• [TASKS TO PERFORM]:
- a) Write out the passage on compact-object simulations word for word, everything from "Then, binary neutron-star" down to "of crucial importance.".
- b) For each statement below, say yes or no according to the passage on compact-object simulations, and quote the words of the passage that decide it. (i) The KAGRA detector is being built in Japan. (ii) The origin of gamma-ray bursts is well understood. (iii) Binary neutron-star systems are the best candidate source for explaining all gamma-ray bursts.
- c) Give what follows in the passage on compact-object simulations, starting after its last sentence.

• [SOURCE PASSAGE]:

Numerical simulations of compact objects, like (binary) black holes, (binary) neutron stars, their mergers and subsequent formation of a single compact object surrounded by an accretion disk are of paramount importance for contemporary astrophysics (and physics) for several reasons. First, binary neutron-star systems are the best candidate source for explaining a class of gamma-ray bursts, which are in general the most energetic explosions in the Universe. Gamma-ray bursts are observed daily by satellites and telescopes, but their origin is still largely mysterious.
Then, binary neutron-star and/or black-hole systems are powerful sources of gravitational radiation and there are huge experimental efforts worldwide to measure them, especially with laser interferometric detectors. These include the KAGRA detector, which is being built now in Japan. In order to make the detection possible, the accurate knowledge of gravitational waveforms may be of crucial importance.

• [GIVEN INFORMATION]:
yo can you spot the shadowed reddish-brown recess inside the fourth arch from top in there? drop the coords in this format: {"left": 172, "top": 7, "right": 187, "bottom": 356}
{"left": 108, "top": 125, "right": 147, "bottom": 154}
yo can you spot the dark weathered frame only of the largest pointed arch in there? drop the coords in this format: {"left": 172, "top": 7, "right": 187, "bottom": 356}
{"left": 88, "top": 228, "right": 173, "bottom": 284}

==

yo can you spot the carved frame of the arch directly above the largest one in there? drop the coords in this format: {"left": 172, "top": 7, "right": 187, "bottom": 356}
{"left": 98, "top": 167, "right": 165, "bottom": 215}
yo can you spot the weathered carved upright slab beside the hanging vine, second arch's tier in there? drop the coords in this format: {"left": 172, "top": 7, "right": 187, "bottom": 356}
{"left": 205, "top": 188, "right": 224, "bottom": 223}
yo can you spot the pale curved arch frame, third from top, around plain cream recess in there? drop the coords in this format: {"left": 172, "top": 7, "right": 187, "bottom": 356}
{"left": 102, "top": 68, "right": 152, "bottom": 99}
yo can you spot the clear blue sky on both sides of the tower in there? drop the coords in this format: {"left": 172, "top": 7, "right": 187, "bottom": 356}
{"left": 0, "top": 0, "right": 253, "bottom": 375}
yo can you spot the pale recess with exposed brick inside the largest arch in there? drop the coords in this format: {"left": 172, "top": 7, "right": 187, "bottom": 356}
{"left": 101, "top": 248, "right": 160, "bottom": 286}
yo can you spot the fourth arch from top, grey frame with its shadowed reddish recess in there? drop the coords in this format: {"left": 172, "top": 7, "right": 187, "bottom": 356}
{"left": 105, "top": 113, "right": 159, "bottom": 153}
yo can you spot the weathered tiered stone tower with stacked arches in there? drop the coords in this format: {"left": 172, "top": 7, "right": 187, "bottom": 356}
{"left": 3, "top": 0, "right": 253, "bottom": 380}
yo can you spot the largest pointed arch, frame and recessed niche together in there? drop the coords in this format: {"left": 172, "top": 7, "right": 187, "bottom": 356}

* * *

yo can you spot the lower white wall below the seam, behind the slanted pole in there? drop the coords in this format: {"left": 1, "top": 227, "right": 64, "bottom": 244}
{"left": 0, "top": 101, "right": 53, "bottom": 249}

• [ANSWERS TO EACH TASK]:
- a)
Then, binary neutron-star and/or black-hole systems are powerful sources of gravitational radiation and there are huge experimental efforts worldwide to measure them, especially with laser interferometric detectors. These include the KAGRA detector, which is being built now in Japan. In order to make the detection possible, the accurate knowledge of gravitational waveforms may be of crucial importance.

- b)
(i) Yes: "These include the KAGRA detector, which is being built now in Japan."
(ii) No: "their origin is still largely mysterious."
(iii) No: "binary neutron-star systems are the best candidate source for explaining a class of gamma-ray bursts"

- c)
The measurement of gravitational waves will open a completely new observation window on the Universe, revealing many secrets that are inaccessible to electromagnetic observations (e.g. black-hole dynamics, internal structure of compact stars, internal engine of gamma-ray bursts, big-bang, ...).
In particular, once gravitational waves from binary systems are measured, information about the equation of state of ultra-high-density matter will become available.

Luca Baiotti is currently part of the OUTAP group (Osaka University Theoretical AstroPhysics group) in the Department of Earth and SpaceScience. Prospective students, in particular, are invited to look at the web pages of the OUTAP group.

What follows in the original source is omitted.